§ **Exercise task**
Please transcribe, character for character, the stretch of the data from the line containing "Query: open notebook" through the end of the data.

Labeling and segmentation data

+ + +

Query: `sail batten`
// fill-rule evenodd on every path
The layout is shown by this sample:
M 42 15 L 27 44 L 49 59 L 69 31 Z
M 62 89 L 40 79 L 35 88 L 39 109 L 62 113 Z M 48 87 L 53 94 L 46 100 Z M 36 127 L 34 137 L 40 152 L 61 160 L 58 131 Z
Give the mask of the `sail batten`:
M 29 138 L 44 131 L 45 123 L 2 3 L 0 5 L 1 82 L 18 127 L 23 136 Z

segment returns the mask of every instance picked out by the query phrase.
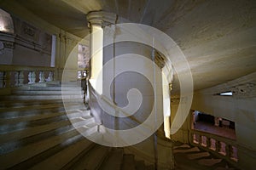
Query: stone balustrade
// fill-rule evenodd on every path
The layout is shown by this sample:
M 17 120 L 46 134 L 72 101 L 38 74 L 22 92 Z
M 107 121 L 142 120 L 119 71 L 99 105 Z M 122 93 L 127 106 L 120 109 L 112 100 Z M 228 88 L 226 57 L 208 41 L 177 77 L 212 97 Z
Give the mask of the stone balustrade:
M 192 145 L 206 150 L 237 166 L 238 156 L 236 140 L 198 130 L 189 130 L 189 137 Z
M 55 68 L 23 65 L 0 65 L 0 88 L 54 80 Z

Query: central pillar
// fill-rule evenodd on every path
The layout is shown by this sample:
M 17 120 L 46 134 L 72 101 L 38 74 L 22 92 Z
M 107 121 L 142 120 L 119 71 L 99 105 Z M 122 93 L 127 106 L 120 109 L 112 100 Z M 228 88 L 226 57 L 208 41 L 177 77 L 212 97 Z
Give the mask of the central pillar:
M 100 73 L 103 67 L 103 19 L 100 12 L 91 12 L 87 14 L 90 28 L 90 78 L 93 88 L 102 94 L 102 76 Z M 97 83 L 97 86 L 96 86 Z
M 87 14 L 90 28 L 90 82 L 94 89 L 102 94 L 103 87 L 103 27 L 113 25 L 116 14 L 103 11 L 93 11 Z

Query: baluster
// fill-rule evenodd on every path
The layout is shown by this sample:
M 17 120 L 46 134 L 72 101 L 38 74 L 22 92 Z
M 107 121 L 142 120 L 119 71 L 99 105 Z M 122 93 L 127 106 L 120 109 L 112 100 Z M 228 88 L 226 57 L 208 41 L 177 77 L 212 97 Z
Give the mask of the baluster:
M 226 144 L 226 156 L 229 158 L 234 157 L 233 147 L 230 144 Z
M 215 151 L 218 153 L 221 150 L 221 144 L 218 140 L 215 140 Z
M 10 72 L 4 71 L 3 75 L 3 88 L 10 87 Z
M 36 82 L 36 73 L 35 71 L 29 71 L 28 73 L 28 83 L 35 83 Z
M 19 85 L 19 71 L 15 72 L 15 86 Z
M 203 136 L 201 134 L 199 135 L 199 144 L 203 145 Z
M 18 86 L 21 86 L 23 84 L 24 84 L 24 72 L 20 71 L 19 71 Z
M 45 77 L 44 77 L 44 71 L 39 72 L 39 82 L 44 82 Z
M 211 147 L 211 139 L 208 138 L 208 137 L 207 137 L 207 136 L 206 136 L 206 138 L 207 138 L 206 147 L 207 147 L 207 148 L 210 148 L 210 147 Z
M 0 88 L 4 88 L 4 71 L 0 71 Z

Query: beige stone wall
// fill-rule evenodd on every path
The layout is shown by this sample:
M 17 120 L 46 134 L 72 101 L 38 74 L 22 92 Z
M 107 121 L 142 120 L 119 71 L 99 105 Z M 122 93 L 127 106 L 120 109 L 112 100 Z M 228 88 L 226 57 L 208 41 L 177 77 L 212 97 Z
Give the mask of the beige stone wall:
M 70 34 L 35 15 L 34 14 L 28 11 L 24 7 L 20 6 L 19 3 L 15 3 L 15 1 L 9 2 L 9 3 L 4 3 L 3 6 L 3 8 L 9 12 L 12 16 L 19 18 L 19 20 L 21 20 L 27 23 L 28 25 L 45 31 L 45 33 L 49 35 L 55 35 L 56 36 L 56 53 L 55 53 L 55 80 L 61 80 L 62 76 L 62 71 L 65 67 L 65 64 L 67 61 L 67 59 L 70 55 L 71 52 L 73 55 L 76 55 L 78 54 L 78 48 L 76 48 L 76 45 L 78 42 L 81 40 L 81 38 Z M 85 24 L 84 24 L 85 26 Z M 88 42 L 84 43 L 87 43 Z M 74 49 L 74 50 L 73 50 Z M 27 54 L 27 55 L 26 55 Z M 20 47 L 17 48 L 16 54 L 15 55 L 17 56 L 17 58 L 15 60 L 17 64 L 20 63 L 20 56 L 28 56 L 29 58 L 32 59 L 32 56 L 35 55 L 31 51 L 26 51 L 23 48 L 20 48 Z M 42 58 L 45 57 L 42 55 Z M 43 66 L 47 66 L 48 64 L 50 62 L 50 57 L 48 56 L 49 62 L 44 63 Z M 77 57 L 76 57 L 77 59 Z M 28 59 L 26 59 L 26 60 L 30 60 Z M 32 62 L 38 63 L 42 65 L 42 60 L 40 60 L 40 57 L 38 59 L 35 59 L 35 60 L 32 60 Z M 71 70 L 77 69 L 77 62 L 76 60 L 73 61 L 73 64 L 72 65 Z M 49 63 L 50 64 L 50 63 Z

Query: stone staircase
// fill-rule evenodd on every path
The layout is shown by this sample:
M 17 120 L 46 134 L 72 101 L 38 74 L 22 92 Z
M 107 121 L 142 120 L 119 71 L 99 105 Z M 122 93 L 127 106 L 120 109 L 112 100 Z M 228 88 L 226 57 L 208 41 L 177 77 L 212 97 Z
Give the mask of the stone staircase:
M 65 90 L 66 107 L 60 82 L 20 87 L 0 96 L 0 169 L 154 169 L 122 148 L 81 135 L 76 128 L 96 135 L 99 125 L 81 105 L 83 96 L 73 93 L 73 84 Z
M 95 144 L 78 132 L 100 135 L 83 96 L 73 93 L 82 88 L 73 87 L 66 86 L 66 107 L 60 82 L 20 87 L 0 96 L 0 169 L 154 169 L 123 148 Z M 174 156 L 178 170 L 236 169 L 188 144 L 176 144 Z
M 177 143 L 174 159 L 177 170 L 237 170 L 226 161 L 198 147 Z

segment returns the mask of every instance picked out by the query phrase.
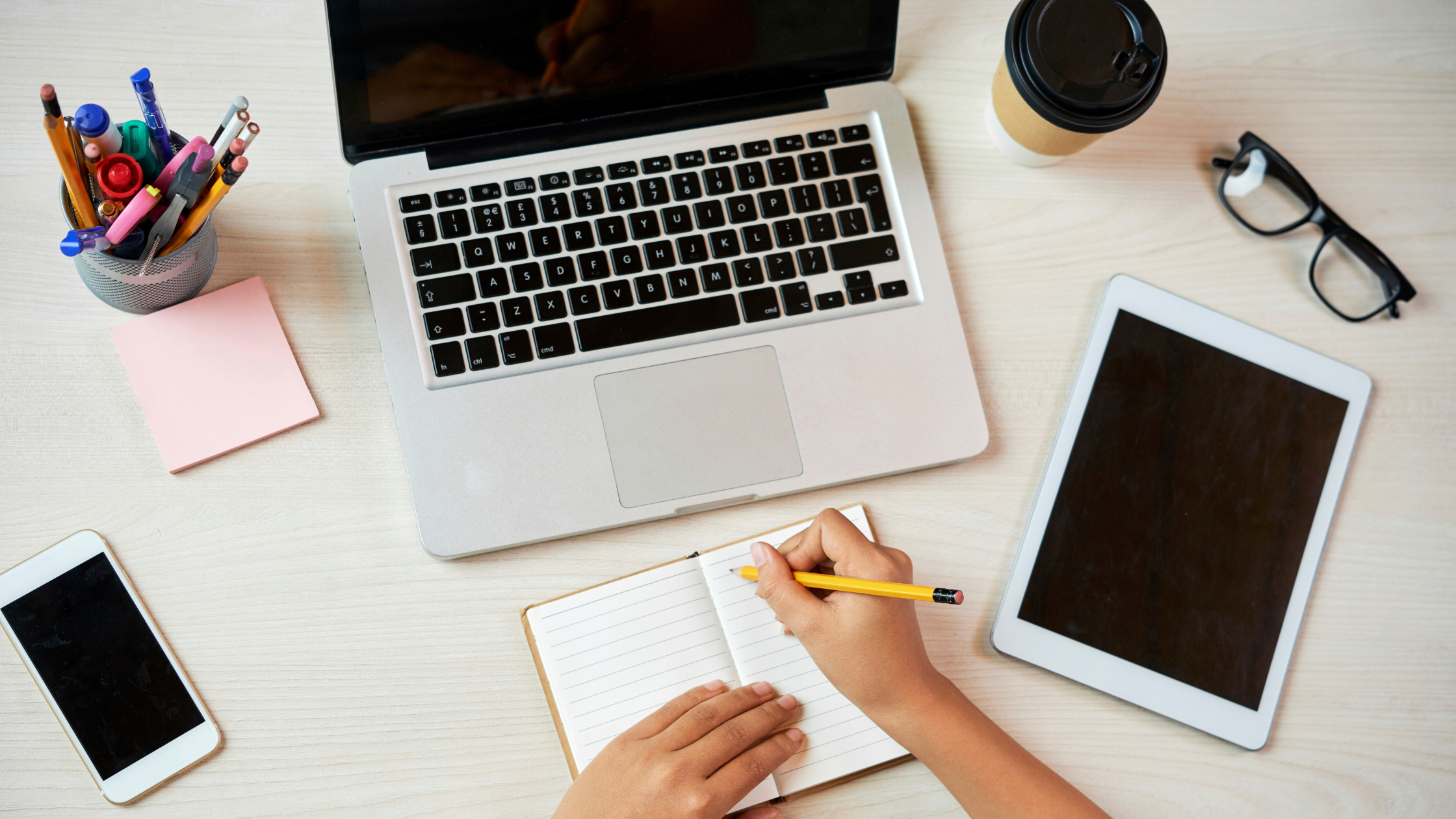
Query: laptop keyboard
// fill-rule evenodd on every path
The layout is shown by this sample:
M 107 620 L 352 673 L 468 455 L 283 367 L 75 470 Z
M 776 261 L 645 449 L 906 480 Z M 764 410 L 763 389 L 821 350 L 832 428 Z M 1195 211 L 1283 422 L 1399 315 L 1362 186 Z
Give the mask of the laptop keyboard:
M 919 302 L 866 124 L 676 147 L 399 195 L 428 386 Z

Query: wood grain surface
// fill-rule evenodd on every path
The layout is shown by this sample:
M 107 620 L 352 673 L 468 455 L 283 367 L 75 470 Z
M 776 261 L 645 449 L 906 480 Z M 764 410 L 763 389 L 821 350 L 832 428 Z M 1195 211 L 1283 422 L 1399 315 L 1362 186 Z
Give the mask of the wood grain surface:
M 954 466 L 437 563 L 419 548 L 339 157 L 323 4 L 10 1 L 0 9 L 0 567 L 96 529 L 217 717 L 224 748 L 131 816 L 547 816 L 569 783 L 518 611 L 863 500 L 922 579 L 932 657 L 1114 816 L 1450 816 L 1456 804 L 1456 6 L 1155 0 L 1152 111 L 1050 169 L 981 112 L 1013 3 L 907 0 L 910 101 L 990 447 Z M 109 26 L 98 50 L 96 26 Z M 79 45 L 82 42 L 89 45 Z M 73 44 L 77 44 L 73 47 Z M 96 300 L 57 251 L 36 87 L 173 128 L 245 93 L 262 125 L 217 217 L 211 287 L 262 275 L 322 418 L 169 475 Z M 1243 130 L 1277 146 L 1420 290 L 1348 325 L 1213 195 Z M 1108 277 L 1130 273 L 1348 361 L 1376 383 L 1267 749 L 1248 752 L 989 644 L 994 606 Z M 116 810 L 0 651 L 0 813 Z M 919 762 L 788 806 L 961 816 Z

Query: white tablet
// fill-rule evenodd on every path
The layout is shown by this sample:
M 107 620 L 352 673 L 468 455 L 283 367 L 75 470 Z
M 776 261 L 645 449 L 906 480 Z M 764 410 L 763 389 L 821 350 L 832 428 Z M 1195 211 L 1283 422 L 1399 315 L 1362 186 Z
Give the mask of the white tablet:
M 1262 748 L 1369 399 L 1348 364 L 1114 277 L 992 643 Z

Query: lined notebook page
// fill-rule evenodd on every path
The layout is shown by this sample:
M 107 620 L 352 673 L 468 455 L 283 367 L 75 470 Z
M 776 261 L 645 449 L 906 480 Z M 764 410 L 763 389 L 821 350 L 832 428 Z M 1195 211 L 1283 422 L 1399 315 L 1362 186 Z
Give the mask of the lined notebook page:
M 843 512 L 866 538 L 872 536 L 863 506 Z M 799 523 L 713 549 L 699 558 L 740 679 L 767 681 L 779 694 L 792 694 L 799 701 L 801 713 L 792 724 L 804 732 L 807 740 L 804 751 L 773 772 L 780 794 L 907 753 L 830 685 L 796 637 L 783 634 L 782 624 L 773 619 L 773 609 L 757 596 L 759 584 L 728 571 L 753 565 L 753 558 L 748 557 L 751 544 L 764 541 L 778 546 L 807 528 L 807 522 Z

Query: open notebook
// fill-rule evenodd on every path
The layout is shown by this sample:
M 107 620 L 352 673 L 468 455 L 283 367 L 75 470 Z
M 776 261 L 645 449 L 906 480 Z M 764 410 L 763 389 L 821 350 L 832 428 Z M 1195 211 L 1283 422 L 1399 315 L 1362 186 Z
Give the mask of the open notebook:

+ + +

§ **Written answer**
Query: open notebook
// fill-rule evenodd on every path
The layout is shown by this sample:
M 107 620 L 352 673 L 468 455 L 283 367 L 75 470 Z
M 776 261 L 645 449 L 906 480 Z M 764 410 L 763 389 L 821 350 L 832 428 Z M 1195 211 L 1283 422 L 1399 315 L 1362 186 Z
Give the mask of the open notebook:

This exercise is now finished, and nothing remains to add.